◆ **PROBLEM TO SOLVE**: Resume the piece on the 2021 uproar over two Iranian navy ships bound for Venezuela, starting right after its final sentence.

◆ **PASSAGE SHOWN**:
■ ■ ■ ■ ■

This is one of America Explained’s regular deep dives into an issue in U.S. foreign policy. Subscribe to make sure you don’t miss the next one. For a related post, see ‘No, don’t invade Mexico’ - one of my favorite America Explained posts of 2023.
In the summer of 2021, Washington, DC went crazy. The cause? Two Iranian navy ships were going to make a port call in Venezuela.
According to U.S. intelligence, one of the ships was carrying fast-attack boats which were being delivered to Caracas as part of an arms deal with Iran. Uproar ensued, and the Biden administration kicked into high gear - including seeming to threaten some kind of military response to prevent the deal going through:
“The delivery of such weapons would be a provocative act and understood as a threat to our partners in the Western Hemisphere,” the senior administration official said in a statement to POLITICO. “We would reserve the right to take appropriate measures in coordination with our partners to deter the transit or delivery of such weapons.”
The White House is pressuring Caracas and Havana over diplomatic channels not to allow the vessels to dock in their countries, said two defense officials and a congressional official, all of whom spoke on condition of anonymity to discuss sensitive negotiations. Biden officials are also proactively reaching out to other governments in the region to ensure they will turn away the ships, the congressional official said.

■ ■ ■ ■ ■

◆ **COLLECTED DATA**:
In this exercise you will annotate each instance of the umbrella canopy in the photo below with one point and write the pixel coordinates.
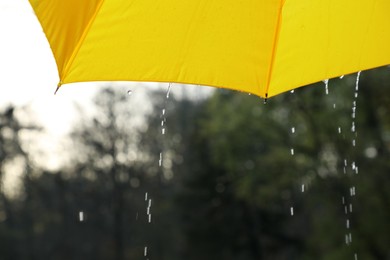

■ ■ ■ ■ ■

◆ **RESPONSE TO THIS TASK**:
Eventually, the pressure seemed to work, and the Iranian navy ships went somewhere else instead. But the incident highlighted the extent to which the United States sees the Western Hemisphere as the place where it calls the shots and has an effective right to veto the foreign and defense policy of smaller countries.
This idea is sometimes referred to as the “Monroe doctrine”, and recently it has been experiencing renewed popularity. Republican presidential candidate Vivek Ramaswamy says that his foreign policy would be based on a “modern Monroe Doctrine”, meaning “don’t mess with our Homeland or our periphery”. Ron DeSantis has likewise said that “we need a 21st century version of the Monroe Doctrine”, which one columnist explained was necessary “as China begins reaching into the United States’ home region”. Trump even invoked the doctrine during a speech to the UN General Assembly when he was in office.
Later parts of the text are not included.